Brief: Everything from the line containing "Please pin the man's head" through the last line of the records must be returned verbatim, and nothing outside that range.
— Start —
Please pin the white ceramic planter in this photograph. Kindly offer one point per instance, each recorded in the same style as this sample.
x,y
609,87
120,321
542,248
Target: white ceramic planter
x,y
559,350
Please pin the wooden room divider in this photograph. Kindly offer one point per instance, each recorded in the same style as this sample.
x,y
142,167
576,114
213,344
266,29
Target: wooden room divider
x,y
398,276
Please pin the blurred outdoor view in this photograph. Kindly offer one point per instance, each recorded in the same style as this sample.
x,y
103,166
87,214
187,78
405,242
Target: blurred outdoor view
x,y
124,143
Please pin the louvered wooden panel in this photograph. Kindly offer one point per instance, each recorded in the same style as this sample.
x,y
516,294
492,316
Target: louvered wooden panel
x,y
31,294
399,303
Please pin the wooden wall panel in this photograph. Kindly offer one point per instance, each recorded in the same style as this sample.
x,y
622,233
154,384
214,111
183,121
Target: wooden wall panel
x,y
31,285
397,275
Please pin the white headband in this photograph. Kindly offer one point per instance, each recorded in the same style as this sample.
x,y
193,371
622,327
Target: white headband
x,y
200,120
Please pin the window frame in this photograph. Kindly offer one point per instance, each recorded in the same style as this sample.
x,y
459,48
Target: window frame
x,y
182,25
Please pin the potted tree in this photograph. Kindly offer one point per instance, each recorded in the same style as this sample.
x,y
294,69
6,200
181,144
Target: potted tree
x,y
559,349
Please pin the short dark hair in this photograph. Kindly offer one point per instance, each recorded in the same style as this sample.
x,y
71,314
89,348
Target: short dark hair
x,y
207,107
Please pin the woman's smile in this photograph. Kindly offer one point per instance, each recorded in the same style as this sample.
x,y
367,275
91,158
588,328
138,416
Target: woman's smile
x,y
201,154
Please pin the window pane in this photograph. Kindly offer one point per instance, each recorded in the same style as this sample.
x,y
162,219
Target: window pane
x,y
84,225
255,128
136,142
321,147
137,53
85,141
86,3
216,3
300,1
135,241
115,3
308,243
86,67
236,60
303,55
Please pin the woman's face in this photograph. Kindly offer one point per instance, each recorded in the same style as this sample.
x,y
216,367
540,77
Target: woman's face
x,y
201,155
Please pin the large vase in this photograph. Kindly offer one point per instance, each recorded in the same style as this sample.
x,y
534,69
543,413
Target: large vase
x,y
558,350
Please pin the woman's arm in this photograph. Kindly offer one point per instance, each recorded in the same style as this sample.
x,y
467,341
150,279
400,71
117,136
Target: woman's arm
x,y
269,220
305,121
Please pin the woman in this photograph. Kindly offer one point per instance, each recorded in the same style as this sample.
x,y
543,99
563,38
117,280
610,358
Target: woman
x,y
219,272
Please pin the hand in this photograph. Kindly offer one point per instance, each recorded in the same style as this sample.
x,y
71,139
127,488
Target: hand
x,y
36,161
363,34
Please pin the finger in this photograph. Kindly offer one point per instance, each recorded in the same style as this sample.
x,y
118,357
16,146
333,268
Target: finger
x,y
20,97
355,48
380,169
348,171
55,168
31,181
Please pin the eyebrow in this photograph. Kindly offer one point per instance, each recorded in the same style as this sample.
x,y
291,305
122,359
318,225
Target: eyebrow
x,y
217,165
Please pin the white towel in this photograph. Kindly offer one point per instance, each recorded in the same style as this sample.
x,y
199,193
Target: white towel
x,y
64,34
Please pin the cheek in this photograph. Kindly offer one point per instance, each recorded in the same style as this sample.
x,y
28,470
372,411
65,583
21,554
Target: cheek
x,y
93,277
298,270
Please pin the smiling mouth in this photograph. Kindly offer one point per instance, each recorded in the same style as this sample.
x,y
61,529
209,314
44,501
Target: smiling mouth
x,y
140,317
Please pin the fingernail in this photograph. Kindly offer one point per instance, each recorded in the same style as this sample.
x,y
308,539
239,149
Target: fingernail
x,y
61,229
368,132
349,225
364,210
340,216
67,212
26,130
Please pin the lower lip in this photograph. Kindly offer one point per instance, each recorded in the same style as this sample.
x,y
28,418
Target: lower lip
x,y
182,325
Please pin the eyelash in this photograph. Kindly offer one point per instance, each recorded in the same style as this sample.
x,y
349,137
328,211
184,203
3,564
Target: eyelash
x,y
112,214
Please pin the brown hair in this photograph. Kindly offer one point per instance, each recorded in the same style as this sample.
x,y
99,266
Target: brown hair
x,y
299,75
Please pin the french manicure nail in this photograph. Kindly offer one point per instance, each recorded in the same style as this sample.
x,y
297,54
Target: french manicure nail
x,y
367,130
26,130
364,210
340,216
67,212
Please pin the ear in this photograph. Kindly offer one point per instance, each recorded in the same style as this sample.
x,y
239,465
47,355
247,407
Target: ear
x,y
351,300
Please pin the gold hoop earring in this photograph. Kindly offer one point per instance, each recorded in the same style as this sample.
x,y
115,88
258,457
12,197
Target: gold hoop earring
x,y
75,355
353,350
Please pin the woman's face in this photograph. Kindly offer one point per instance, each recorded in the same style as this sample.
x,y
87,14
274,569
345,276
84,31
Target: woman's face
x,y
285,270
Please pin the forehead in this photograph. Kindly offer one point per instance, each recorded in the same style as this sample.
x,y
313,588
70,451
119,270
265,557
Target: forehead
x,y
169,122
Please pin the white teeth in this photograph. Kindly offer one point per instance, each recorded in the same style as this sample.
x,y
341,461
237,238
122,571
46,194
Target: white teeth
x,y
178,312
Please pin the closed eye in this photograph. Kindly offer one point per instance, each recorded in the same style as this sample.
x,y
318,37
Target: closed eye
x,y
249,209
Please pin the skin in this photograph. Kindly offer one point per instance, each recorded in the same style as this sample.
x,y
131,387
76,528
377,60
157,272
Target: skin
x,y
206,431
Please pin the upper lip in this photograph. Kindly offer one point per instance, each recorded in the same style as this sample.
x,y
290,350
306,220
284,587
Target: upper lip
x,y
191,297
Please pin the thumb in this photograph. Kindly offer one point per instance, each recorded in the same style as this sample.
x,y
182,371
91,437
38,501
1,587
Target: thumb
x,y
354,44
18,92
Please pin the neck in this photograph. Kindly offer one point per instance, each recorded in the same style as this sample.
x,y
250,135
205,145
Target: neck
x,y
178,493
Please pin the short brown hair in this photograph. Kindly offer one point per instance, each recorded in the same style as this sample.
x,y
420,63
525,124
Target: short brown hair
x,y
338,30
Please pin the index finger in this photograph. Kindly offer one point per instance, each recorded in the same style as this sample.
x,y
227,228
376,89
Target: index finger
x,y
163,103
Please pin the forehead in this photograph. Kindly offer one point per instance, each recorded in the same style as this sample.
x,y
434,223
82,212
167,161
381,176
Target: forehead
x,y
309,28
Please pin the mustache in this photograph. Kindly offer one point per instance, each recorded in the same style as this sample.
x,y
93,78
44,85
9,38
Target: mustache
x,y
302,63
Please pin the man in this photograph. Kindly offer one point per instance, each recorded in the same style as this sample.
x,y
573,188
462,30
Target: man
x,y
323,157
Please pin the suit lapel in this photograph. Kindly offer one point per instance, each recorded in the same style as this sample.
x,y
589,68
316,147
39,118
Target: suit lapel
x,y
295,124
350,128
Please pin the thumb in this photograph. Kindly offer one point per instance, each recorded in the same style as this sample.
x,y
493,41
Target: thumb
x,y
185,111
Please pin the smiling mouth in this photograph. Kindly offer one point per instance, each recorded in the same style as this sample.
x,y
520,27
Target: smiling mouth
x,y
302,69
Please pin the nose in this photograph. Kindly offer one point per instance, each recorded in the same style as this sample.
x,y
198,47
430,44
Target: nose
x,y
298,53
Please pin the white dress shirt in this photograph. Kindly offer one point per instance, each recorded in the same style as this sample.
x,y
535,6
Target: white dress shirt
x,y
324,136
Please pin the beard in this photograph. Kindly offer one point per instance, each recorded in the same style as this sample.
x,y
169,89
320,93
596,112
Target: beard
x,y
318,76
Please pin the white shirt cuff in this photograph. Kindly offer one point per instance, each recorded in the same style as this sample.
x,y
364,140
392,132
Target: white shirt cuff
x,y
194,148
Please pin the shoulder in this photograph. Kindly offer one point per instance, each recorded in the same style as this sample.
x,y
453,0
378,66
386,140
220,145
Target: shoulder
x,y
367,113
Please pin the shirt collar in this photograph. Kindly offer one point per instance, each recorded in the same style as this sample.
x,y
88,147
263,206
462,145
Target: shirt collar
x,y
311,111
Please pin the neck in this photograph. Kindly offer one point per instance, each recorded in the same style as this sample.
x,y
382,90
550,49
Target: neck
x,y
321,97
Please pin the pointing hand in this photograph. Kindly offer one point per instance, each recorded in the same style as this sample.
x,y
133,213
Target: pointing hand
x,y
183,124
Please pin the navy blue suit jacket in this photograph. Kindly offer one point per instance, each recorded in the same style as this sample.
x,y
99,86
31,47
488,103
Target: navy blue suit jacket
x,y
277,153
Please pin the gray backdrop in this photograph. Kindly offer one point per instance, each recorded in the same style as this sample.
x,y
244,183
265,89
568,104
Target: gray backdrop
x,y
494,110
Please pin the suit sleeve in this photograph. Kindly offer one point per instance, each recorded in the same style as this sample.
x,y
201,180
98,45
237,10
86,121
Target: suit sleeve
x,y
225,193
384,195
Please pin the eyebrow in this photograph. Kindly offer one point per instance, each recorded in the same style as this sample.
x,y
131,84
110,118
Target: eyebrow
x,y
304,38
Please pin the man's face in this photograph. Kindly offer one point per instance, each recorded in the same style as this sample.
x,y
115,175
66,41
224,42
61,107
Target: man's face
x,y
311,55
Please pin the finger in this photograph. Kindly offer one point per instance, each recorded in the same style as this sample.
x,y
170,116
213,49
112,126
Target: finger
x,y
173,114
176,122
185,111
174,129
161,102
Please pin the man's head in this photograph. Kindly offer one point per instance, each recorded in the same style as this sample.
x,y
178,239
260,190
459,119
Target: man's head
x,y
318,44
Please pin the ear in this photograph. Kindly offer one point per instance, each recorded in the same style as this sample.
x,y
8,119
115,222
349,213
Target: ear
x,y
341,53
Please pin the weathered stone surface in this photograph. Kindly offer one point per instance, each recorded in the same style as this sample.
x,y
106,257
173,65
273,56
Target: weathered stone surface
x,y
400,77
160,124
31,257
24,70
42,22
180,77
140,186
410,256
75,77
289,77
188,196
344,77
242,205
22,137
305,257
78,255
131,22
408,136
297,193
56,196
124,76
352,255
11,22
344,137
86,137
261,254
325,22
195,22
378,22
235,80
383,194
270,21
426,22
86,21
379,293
— End —
The result:
Please pin the man's head in this photograph. Kindly offer one point per instance, each recorded in the same style as this sample.
x,y
178,239
260,190
459,119
Target: man's head
x,y
318,44
Please pin the ear in this photograph. Kindly offer one point per instance, each recorded in the same style as this sample.
x,y
8,119
115,222
349,213
Target: ear
x,y
341,53
Please pin the weathered stone surface in this photograph. Kindly offer one point per instance, each recorded in the same style as this sample.
x,y
106,257
173,65
273,56
Target: weathered stone surface
x,y
400,77
160,124
31,257
24,70
42,22
180,77
140,186
410,256
75,77
289,77
188,196
344,77
242,205
22,137
305,257
78,255
131,22
408,136
297,193
56,196
124,76
352,255
11,22
344,137
86,137
261,254
325,22
195,22
378,22
235,80
383,194
270,21
426,22
86,21
379,293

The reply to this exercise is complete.